## [What is expected]
Only an exact copy of the lines beginning at the one that contains "TARGET: wet pavement" and ending at the last line of the records below counts as the answer.

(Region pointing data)
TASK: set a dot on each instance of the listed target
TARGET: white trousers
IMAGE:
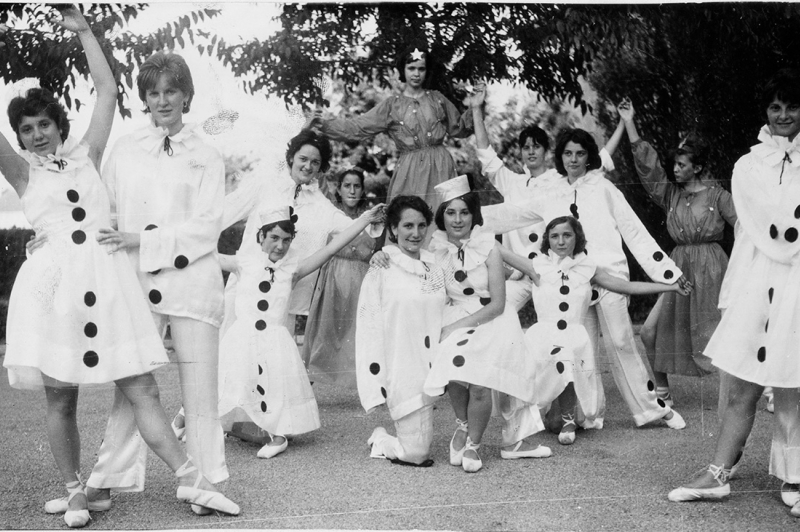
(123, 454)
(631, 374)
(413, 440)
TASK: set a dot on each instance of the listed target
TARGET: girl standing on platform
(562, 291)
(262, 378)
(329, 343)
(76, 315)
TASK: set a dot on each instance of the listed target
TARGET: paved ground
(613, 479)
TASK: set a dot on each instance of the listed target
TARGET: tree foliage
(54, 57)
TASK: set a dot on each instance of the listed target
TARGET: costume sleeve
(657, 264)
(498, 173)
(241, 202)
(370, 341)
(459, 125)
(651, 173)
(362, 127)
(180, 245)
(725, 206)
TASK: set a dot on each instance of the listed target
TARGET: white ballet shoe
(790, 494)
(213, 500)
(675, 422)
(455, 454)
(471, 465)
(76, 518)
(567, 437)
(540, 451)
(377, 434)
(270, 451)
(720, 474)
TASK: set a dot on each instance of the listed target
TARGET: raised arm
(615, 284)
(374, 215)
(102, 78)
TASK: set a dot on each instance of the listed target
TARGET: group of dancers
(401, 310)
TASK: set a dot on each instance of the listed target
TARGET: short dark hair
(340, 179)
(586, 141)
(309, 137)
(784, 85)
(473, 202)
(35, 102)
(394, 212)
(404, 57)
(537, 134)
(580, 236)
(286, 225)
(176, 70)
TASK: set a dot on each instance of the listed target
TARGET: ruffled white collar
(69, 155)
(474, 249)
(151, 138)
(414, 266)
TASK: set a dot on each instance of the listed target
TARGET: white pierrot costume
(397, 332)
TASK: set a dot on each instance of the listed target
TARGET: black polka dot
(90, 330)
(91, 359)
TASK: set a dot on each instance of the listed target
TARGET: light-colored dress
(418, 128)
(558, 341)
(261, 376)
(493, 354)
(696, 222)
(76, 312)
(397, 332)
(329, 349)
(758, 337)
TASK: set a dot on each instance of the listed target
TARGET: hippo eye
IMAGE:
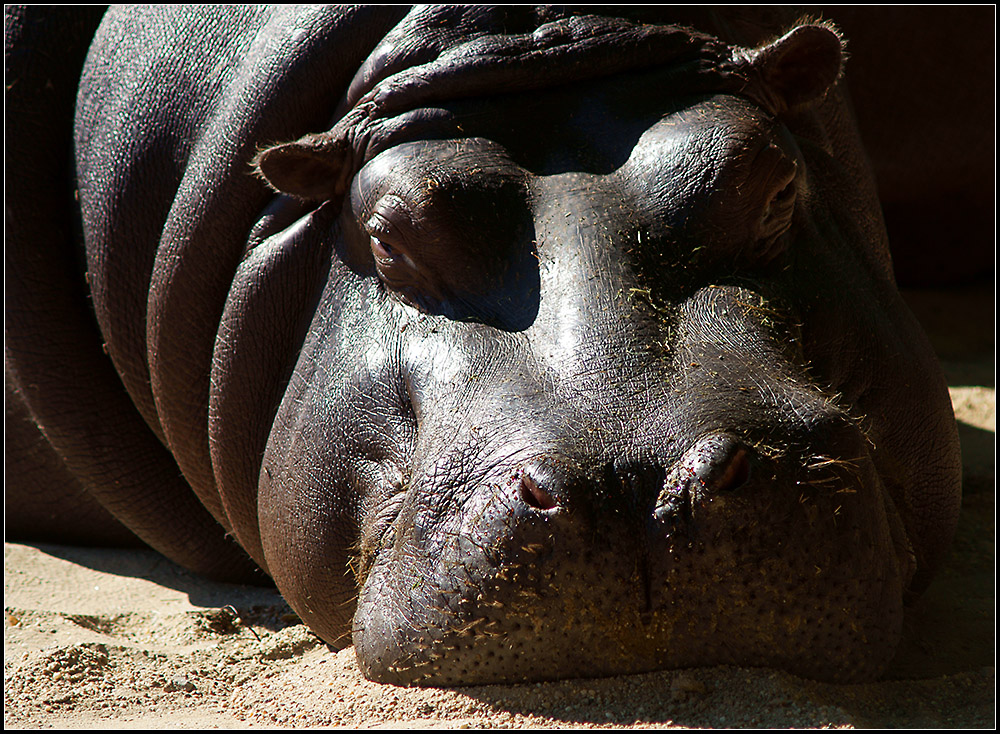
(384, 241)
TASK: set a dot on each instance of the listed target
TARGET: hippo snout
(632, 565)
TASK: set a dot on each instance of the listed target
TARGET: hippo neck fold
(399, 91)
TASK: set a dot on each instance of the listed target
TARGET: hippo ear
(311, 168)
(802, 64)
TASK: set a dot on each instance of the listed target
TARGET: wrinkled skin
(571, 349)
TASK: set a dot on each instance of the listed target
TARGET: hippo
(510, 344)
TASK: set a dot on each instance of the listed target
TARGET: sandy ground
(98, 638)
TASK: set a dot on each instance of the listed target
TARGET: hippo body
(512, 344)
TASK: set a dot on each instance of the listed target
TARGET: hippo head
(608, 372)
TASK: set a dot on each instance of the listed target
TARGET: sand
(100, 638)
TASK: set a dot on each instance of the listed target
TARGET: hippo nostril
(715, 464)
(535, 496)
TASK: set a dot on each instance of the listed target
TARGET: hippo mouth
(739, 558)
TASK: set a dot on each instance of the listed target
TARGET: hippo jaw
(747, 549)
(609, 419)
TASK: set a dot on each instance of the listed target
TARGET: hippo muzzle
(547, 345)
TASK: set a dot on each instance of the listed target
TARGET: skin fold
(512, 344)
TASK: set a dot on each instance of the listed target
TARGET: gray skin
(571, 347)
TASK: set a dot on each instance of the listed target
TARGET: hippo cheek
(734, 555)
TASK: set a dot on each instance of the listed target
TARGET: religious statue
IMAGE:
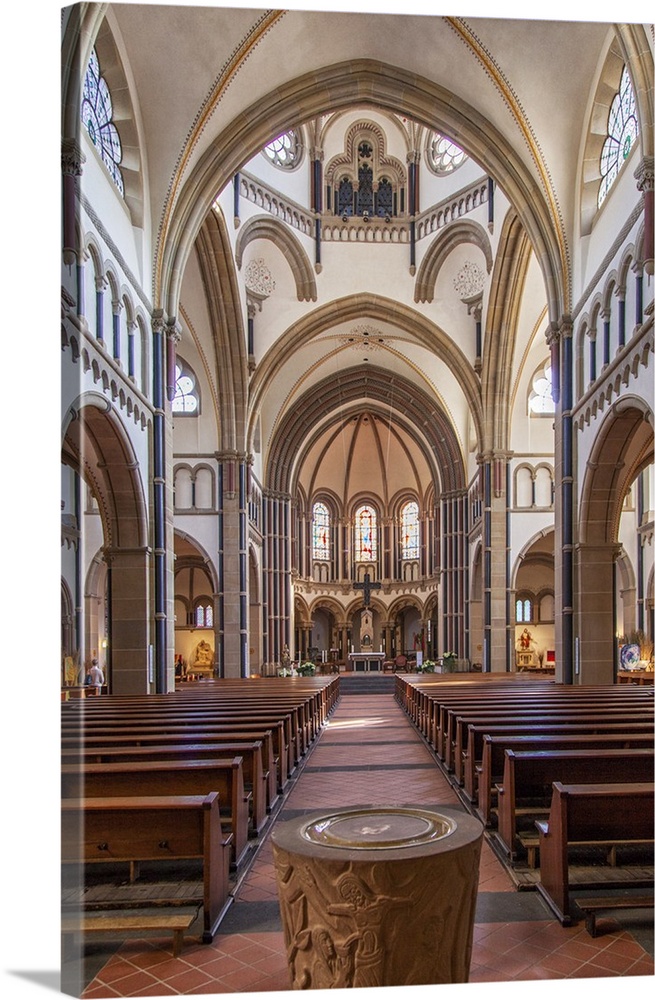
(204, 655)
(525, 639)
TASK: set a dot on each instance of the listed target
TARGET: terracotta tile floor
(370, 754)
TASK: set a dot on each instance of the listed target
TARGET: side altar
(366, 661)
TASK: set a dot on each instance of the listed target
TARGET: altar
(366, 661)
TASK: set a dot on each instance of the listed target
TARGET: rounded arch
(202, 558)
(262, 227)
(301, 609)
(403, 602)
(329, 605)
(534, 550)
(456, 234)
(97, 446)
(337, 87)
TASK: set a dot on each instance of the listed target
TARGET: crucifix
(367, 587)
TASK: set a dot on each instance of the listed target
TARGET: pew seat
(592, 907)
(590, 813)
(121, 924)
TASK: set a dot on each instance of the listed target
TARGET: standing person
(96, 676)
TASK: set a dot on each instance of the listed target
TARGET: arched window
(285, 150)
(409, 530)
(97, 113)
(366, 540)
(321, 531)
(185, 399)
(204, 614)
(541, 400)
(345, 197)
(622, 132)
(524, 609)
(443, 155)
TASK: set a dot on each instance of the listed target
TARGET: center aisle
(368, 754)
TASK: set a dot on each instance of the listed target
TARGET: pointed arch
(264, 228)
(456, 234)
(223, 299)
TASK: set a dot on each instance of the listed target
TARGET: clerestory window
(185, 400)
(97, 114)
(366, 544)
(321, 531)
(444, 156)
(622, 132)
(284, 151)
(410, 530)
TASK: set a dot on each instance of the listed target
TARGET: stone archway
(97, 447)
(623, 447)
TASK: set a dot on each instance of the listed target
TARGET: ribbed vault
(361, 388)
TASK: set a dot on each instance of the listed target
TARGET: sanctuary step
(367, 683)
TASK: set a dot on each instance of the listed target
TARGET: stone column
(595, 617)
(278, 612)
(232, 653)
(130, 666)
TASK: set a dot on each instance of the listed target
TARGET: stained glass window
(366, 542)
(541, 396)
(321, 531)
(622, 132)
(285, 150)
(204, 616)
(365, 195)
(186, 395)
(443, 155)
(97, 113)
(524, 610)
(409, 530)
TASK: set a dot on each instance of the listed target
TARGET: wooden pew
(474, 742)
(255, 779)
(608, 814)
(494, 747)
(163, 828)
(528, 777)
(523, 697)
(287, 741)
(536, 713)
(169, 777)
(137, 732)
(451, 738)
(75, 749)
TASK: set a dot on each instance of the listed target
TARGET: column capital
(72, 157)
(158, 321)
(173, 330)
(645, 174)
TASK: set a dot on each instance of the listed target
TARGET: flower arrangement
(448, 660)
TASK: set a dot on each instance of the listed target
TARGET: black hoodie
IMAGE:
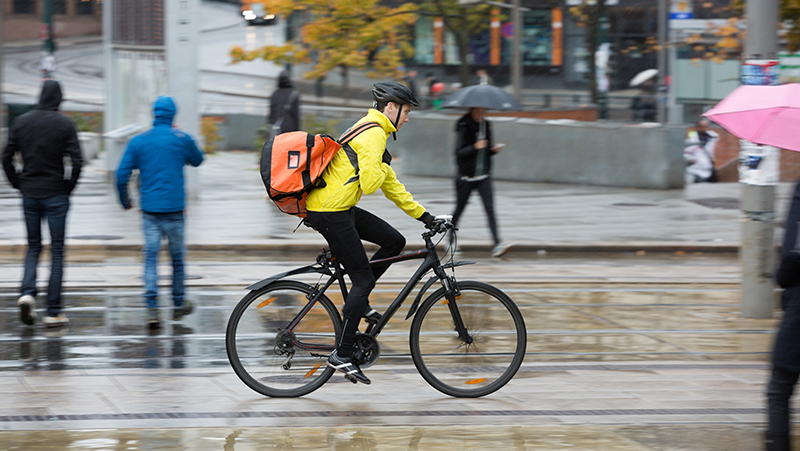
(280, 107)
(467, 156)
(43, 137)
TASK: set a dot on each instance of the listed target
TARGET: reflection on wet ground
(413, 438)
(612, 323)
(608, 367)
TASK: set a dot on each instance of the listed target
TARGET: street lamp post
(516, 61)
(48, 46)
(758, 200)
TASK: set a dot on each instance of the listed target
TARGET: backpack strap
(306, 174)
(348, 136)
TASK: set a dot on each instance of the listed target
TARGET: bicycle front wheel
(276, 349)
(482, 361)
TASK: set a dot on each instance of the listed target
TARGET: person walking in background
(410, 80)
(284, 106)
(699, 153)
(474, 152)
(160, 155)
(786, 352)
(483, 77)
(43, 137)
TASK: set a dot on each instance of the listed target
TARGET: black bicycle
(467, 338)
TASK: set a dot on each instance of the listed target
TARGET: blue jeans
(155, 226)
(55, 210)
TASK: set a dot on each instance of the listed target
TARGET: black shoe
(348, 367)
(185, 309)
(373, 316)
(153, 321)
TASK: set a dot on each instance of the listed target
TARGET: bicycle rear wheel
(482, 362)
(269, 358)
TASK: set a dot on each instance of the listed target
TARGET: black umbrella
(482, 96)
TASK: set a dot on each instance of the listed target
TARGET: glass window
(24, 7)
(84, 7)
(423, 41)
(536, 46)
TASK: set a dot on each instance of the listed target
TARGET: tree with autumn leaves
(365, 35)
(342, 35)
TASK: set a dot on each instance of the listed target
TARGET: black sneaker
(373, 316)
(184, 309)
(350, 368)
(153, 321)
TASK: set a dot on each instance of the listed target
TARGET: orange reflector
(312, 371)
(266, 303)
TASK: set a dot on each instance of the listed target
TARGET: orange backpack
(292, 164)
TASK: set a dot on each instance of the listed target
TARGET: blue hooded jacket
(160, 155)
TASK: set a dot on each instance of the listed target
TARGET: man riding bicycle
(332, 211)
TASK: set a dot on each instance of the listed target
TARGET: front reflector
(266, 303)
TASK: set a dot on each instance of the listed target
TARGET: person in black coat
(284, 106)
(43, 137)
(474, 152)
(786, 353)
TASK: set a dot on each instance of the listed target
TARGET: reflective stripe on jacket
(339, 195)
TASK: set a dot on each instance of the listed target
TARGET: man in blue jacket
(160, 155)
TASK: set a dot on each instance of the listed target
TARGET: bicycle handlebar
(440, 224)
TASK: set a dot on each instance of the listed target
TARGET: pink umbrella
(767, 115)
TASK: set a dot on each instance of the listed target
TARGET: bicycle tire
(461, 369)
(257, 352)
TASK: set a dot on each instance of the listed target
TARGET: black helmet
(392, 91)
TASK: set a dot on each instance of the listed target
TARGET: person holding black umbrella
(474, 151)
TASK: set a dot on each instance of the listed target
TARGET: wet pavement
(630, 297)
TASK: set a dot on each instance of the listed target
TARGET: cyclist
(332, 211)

## [Task result]
TARGET: wet pavement
(630, 297)
TASK: set a dot on each instance of the listed target
TARGET: cyclist
(332, 211)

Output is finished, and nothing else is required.